As the value of bitcoin climbed last year, so too did its public prominence. Still, the cryptocurrency isn’t accepted in all that many brick-and-mortar shops. But a smattering of clinics across the U.S. have started taking the currency, allowing patients to pay their medical bills or their copays with bitcoin — though, in many cases, they aren’t getting any takers.
My Doctor Medical Group, a practice of seven of physicians with an office in San Francisco, has allowed patients to pay with bitcoin since 2013 — with some limits.
“We serve a lot of tech entrepreneurs who were early investors in bitcoin,” said Dr. Paul Abramson, founder of the practice. “They have a lot of it, and they want to use it. So we figured out how to do it.”
Still, Abramson says, only about 2 percent of patients pay with bitcoin, and that’s partially by design. “It’s patients we know really well,” he said.
Other, smaller clinics say, however, that though they’ve advertised accepting bitcoin for years, they’ve never had a patient ask to use it.

Problems and tasks:
1/ In the article on clinics accepting bitcoin, since what year has My Doctor Medical Group let patients pay with bitcoin?
2/ Say whether each statement agrees with the article on clinics accepting bitcoin. Answer yes or no for each, and quote the article's deciding words. (a) About 2 percent of My Doctor Medical Group's patients pay with bitcoin. (b) Smaller clinics that advertise bitcoin payment report that patients often ask to use it. (c) Dr. Paul Abramson founded My Doctor Medical Group.

Data excerpt:
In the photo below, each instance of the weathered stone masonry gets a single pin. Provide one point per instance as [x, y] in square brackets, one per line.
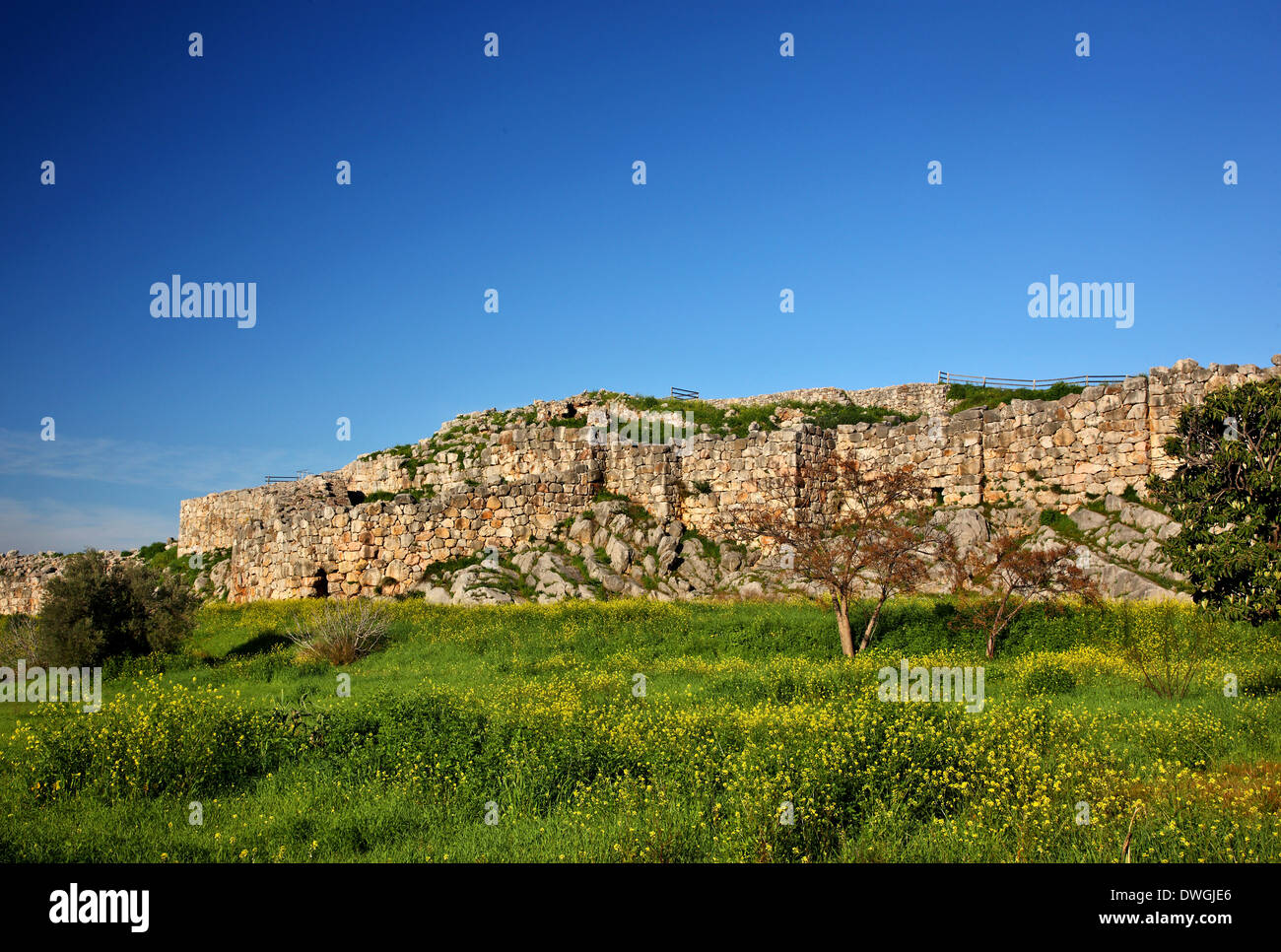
[318, 537]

Solutions to the tasks:
1/ Since 2013.

2/
(a) Yes: "only about 2 percent of patients pay with bitcoin"
(b) No: "they’ve never had a patient ask to use it"
(c) Yes: "Dr. Paul Abramson, founder of the practice"